- Opening Delimiter -

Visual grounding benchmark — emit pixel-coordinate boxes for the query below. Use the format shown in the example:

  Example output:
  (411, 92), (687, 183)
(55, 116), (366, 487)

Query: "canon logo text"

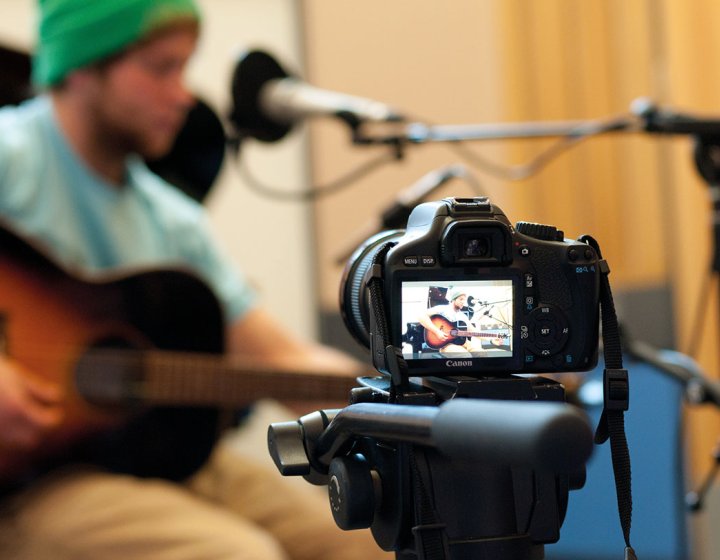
(445, 359), (473, 367)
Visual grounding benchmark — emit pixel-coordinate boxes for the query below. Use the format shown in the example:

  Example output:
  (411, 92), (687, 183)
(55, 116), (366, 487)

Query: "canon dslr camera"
(341, 196), (601, 377)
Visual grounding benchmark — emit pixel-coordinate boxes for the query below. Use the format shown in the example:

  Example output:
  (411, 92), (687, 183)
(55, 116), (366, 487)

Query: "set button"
(522, 305), (569, 356)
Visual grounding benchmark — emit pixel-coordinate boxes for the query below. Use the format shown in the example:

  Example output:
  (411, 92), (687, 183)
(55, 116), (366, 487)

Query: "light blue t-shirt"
(0, 95), (255, 323)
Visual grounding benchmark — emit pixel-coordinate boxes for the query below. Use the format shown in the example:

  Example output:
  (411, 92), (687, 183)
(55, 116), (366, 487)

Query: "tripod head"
(268, 374), (593, 559)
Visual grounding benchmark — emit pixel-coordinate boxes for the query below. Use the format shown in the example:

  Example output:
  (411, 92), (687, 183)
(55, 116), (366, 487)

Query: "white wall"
(0, 0), (316, 338)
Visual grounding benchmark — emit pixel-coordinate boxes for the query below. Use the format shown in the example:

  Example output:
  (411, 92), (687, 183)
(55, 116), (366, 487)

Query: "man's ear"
(59, 66), (111, 103)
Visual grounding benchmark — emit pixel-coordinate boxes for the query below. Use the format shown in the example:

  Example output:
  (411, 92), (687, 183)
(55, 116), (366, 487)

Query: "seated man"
(0, 1), (390, 559)
(418, 288), (504, 356)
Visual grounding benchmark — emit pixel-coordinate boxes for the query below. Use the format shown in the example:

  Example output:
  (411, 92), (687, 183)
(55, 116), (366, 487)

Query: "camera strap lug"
(384, 344), (409, 389)
(580, 234), (637, 559)
(366, 241), (409, 389)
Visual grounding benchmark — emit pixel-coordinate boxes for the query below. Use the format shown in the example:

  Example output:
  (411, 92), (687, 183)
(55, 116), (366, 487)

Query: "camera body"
(341, 196), (601, 377)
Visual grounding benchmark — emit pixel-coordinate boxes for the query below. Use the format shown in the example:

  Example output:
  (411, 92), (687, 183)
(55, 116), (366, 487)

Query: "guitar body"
(0, 225), (225, 483)
(424, 315), (471, 349)
(423, 314), (508, 350)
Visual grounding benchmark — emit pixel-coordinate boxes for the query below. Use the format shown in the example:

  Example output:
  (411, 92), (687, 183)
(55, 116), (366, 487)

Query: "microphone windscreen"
(229, 49), (293, 143)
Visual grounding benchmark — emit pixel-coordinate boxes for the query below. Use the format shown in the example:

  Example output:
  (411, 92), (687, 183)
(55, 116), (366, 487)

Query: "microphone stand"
(686, 440), (720, 513)
(621, 331), (720, 513)
(403, 117), (634, 143)
(350, 97), (720, 142)
(348, 106), (638, 152)
(633, 100), (720, 343)
(623, 336), (720, 408)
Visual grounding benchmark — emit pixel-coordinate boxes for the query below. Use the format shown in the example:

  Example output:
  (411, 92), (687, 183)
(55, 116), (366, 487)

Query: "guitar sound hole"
(75, 337), (146, 406)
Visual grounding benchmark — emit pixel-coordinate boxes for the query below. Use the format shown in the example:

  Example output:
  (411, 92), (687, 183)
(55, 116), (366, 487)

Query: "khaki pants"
(0, 409), (394, 560)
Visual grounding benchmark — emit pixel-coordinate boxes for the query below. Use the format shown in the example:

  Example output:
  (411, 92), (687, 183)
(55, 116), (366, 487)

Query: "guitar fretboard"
(76, 349), (359, 407)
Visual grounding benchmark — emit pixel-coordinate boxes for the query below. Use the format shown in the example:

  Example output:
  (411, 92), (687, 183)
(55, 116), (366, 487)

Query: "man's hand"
(433, 328), (450, 342)
(0, 358), (64, 452)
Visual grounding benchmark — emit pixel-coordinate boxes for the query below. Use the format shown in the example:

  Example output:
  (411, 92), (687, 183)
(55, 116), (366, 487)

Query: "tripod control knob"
(328, 454), (376, 530)
(267, 421), (311, 476)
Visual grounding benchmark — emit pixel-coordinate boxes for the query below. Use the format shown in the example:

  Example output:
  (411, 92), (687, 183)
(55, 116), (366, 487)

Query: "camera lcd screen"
(400, 279), (514, 362)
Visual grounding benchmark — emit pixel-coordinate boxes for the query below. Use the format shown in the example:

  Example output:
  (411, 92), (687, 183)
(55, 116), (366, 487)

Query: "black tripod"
(268, 374), (593, 560)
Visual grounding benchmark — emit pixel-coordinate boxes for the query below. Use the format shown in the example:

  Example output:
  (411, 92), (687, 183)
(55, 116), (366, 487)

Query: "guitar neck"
(454, 331), (506, 338)
(76, 349), (359, 407)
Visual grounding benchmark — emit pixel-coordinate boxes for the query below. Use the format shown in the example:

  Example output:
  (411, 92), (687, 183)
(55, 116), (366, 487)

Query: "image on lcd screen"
(401, 279), (513, 360)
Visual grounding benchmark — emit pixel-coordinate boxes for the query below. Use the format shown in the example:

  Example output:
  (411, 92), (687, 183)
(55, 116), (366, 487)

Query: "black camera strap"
(367, 241), (410, 391)
(409, 448), (451, 560)
(367, 242), (452, 559)
(580, 235), (637, 560)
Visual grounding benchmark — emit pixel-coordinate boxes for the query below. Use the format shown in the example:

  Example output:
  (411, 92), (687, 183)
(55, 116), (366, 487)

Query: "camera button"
(518, 245), (531, 257)
(403, 256), (419, 266)
(536, 324), (554, 339)
(525, 306), (569, 356)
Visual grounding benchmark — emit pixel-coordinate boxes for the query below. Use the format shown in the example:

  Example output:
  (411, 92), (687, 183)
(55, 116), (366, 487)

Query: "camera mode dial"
(515, 221), (563, 242)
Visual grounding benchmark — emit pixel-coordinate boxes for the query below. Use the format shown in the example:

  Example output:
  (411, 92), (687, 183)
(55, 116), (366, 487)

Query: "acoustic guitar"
(424, 314), (510, 349)
(0, 224), (359, 484)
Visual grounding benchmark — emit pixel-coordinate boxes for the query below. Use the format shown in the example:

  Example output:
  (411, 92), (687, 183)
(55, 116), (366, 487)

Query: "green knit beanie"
(33, 0), (201, 87)
(446, 288), (467, 303)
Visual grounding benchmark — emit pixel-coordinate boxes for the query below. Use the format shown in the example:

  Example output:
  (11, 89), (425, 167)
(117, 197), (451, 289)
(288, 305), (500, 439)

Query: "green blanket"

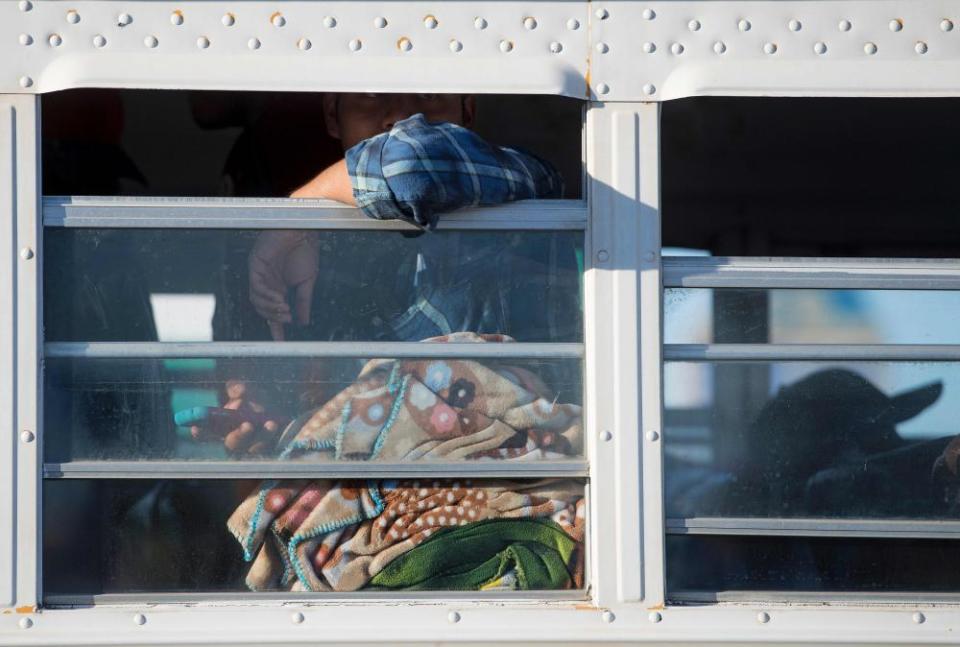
(369, 518), (577, 591)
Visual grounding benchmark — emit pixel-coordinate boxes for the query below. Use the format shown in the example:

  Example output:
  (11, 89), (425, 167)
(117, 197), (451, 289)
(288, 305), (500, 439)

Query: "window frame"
(6, 86), (960, 643)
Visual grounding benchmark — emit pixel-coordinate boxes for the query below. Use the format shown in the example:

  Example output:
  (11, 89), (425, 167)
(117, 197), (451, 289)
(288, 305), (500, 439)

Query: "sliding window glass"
(661, 97), (960, 601)
(40, 90), (588, 601)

- Closing Delimiter -

▶ **WORK ITEM**
Reproduce the listing above exactly, but skip the pictures.

▶ **WRITTEN SOLUTION**
Visual grounding benchmark — emit pixel-coordinate boxes for the query below. Use the format shown in the example:

  Example output:
  (411, 92), (687, 183)
(55, 116), (366, 487)

Query: "canon logo text"

(445, 359), (473, 367)
Visual grounding benchmark — emit pixel-coordinate boxes for the query below. Use the format shown in the example:

  Example output:
  (411, 92), (687, 183)
(55, 116), (366, 487)

Query: "canon dslr camera"
(341, 196), (601, 377)
Visual grounding benchmark — emit pixel-coordinate boxes for the query below. Use the format shown in the example:

  Example output:
  (411, 92), (687, 183)
(55, 116), (366, 487)

Query: "set button"
(522, 305), (569, 356)
Visual grounding benchmark — emit pixel-coordinate boxes for the query below. Use the format shown in the example:

  Example output:
  (411, 92), (687, 183)
(55, 116), (366, 487)

Query: "light blue t-shirt"
(0, 95), (255, 323)
Visual grounding benchmark — emit pixel-coordinate boxes for the query below. Use the format shown in the example:

  Example output:
  (411, 92), (687, 183)
(55, 116), (366, 487)

Query: "tripod head"
(268, 374), (593, 559)
Visual grounding benchmark — emit pixel-coordinate boxes for the query below. Use the format shown in the example:

  Example output:
  (411, 92), (687, 183)
(55, 116), (366, 487)

Query: "white wall"
(0, 0), (316, 338)
Visual grounding benchmark — emit pixel-coordinate boxes for the query below. Use the format shown in the example:

  Example output:
  (411, 92), (687, 183)
(55, 116), (366, 487)

Query: "man's ear"
(59, 66), (111, 103)
Visual grounding benchmark — emit pixel-coordinate boxes for the query below. Use the format shown in the example:

  Example output:
  (411, 92), (687, 183)
(55, 116), (366, 487)

Query: "seated man"
(0, 1), (390, 559)
(418, 288), (504, 356)
Visual grounding benchmark — emit pixel-coordinate boxes for the query below. Use the format shown in the example:

  Example output:
  (411, 92), (687, 183)
(55, 116), (366, 487)

Query: "camera strap lug"
(384, 344), (409, 389)
(580, 234), (637, 559)
(366, 241), (409, 389)
Visual grounding benchmark — emit pixel-coordinate boxes for the query below. Use the format shown in the example:

  Example output:
  (411, 92), (687, 183)
(55, 116), (366, 487)

Query: "camera body"
(341, 196), (601, 377)
Visual grounding benchmark — emit pixel-coordinate boxes for the query below. Use the format shown in the example:

  Example output:
  (411, 92), (687, 183)
(55, 116), (366, 487)

Query: "guitar body"
(0, 225), (225, 483)
(424, 315), (471, 349)
(423, 314), (508, 350)
Visual grounding benchmark — emit pixel-coordinate boxes for the query below. Use the format shown in the example:

  Example output:
  (411, 92), (687, 183)
(55, 116), (366, 487)

Query: "microphone windscreen"
(229, 49), (293, 143)
Visual grounding benchmark — emit pixel-coordinate boxes for the query below. Use the format shown in the example:

  Example output:
  (411, 92), (687, 183)
(55, 116), (366, 487)

Query: "microphone stand"
(686, 440), (720, 513)
(621, 331), (720, 513)
(403, 117), (634, 143)
(350, 97), (720, 142)
(348, 106), (638, 152)
(633, 100), (720, 343)
(623, 336), (720, 408)
Visual grounding benchmark — emit pixel-coordinate boxes for the query below. Use the format shown in the example:

  Example output:
  (411, 92), (687, 183)
(55, 116), (366, 487)

Query: "guitar sound hole"
(75, 337), (146, 406)
Visual grounding benchmark — emit pixel-coordinate boxes for the query below. Use the format shown in the example:

  Example output:
  (411, 92), (687, 183)
(55, 116), (366, 487)

Query: "khaki pants"
(0, 409), (394, 560)
Visual grounding benchmark — emit pixel-coordinate boxes for the query below. Use the format shown in the example:

  Example output:
  (411, 92), (687, 183)
(55, 116), (366, 487)

Query: "guitar fretboard"
(76, 349), (359, 407)
Visual grounding benchmark — emit pixel-coordinate boxes for the query below. Use the format shown in the example:

  Example output:
  (411, 92), (687, 183)
(55, 116), (366, 487)

Query: "man's hand"
(433, 328), (450, 342)
(0, 358), (64, 452)
Visual grounding benchmark — emit pixel-coordinate boxes for the query below. Use the format shown in the example:

  Example output:
  (411, 92), (687, 183)
(55, 116), (366, 487)

Query: "tripod control knob"
(328, 454), (376, 530)
(267, 421), (311, 476)
Visual grounding benchmark — emit pixel-coordinate boxes for the query below. Use the format shown in the example:

  Example output:
  (411, 92), (687, 183)
(55, 116), (366, 487)

Query: "camera lcd screen"
(400, 279), (514, 362)
Visual grounding benchmark — emit pixel-coordinate boxes for the query below. Use the format shown in the example:

  Example output:
  (411, 92), (687, 183)
(55, 116), (366, 487)

Query: "black tripod"
(268, 374), (593, 560)
Visual grounding benchmark — emit pixel-coordinate boxes for the query below. Use the format shown in the example:

  Example output:
  (411, 92), (687, 183)
(55, 116), (366, 487)

Query: "guitar neck"
(454, 331), (506, 338)
(76, 349), (359, 407)
Visual grounding benchmark — emit pixel-coordinate boxes for the query below. Use the format shown in the example:

  Example output:
  (411, 92), (687, 183)
(55, 116), (366, 487)

Query: "image on lcd screen"
(401, 279), (513, 360)
Visual grounding benchmark — emit pixel-coordinate boxes for the query below. Use the format shown in the example:

  Example output:
  (411, 92), (687, 183)
(55, 116), (366, 487)

Query: "black camera strap"
(367, 241), (410, 391)
(409, 448), (451, 560)
(367, 242), (452, 559)
(580, 235), (637, 560)
Visual grounding benchmark — emit pixel-coordinate boxes for the query below. Use the format shown in the example:

  Example output:
  (411, 92), (687, 183)
(55, 116), (366, 487)

Query: "camera button"
(518, 245), (531, 257)
(403, 256), (419, 266)
(536, 324), (554, 339)
(525, 306), (569, 356)
Visual grounding benchmark — emit pixel-coordinate boxes for the query below. Use the format shown in the example:

  Example output:
  (411, 92), (687, 183)
(55, 116), (366, 487)

Query: "camera mode dial"
(515, 221), (563, 242)
Visual grounding benchmark — emit pixel-coordinate boxes for the query below. Use the format shown in the example:

  Example output:
  (411, 92), (687, 183)
(55, 116), (366, 487)

Query: "acoustic guitar"
(424, 314), (510, 349)
(0, 224), (359, 484)
Visual grounding benchmark — emit pixel-coordinate boxes for the query below. Use the format shown in the example:

  Example output:
  (411, 92), (687, 183)
(55, 116), (366, 487)

Query: "green knit beanie"
(33, 0), (201, 87)
(446, 288), (467, 303)
Visual grounding benchmark — emit pixel-coordinate boxes for the query below. Use the format shown in the example:

  Example output:
  (11, 89), (425, 167)
(117, 197), (451, 289)
(288, 305), (500, 439)

Query: "green blanket"

(369, 518), (577, 591)
Visual grounding benchmark — emit pixel-coordinate boxes for the query below. Use the format shown in the example:

  Example output:
  (11, 89), (425, 167)
(117, 197), (451, 289)
(288, 305), (500, 439)

Query: "window frame"
(6, 86), (960, 643)
Visual grounding benchmark — emit pixel-coordinate boxes for the query below. Use the format shown in the example:

  Example output:
  (11, 89), (425, 167)
(117, 197), (451, 289)
(288, 305), (500, 439)

Query: "sliding window glass"
(661, 97), (960, 601)
(40, 90), (588, 601)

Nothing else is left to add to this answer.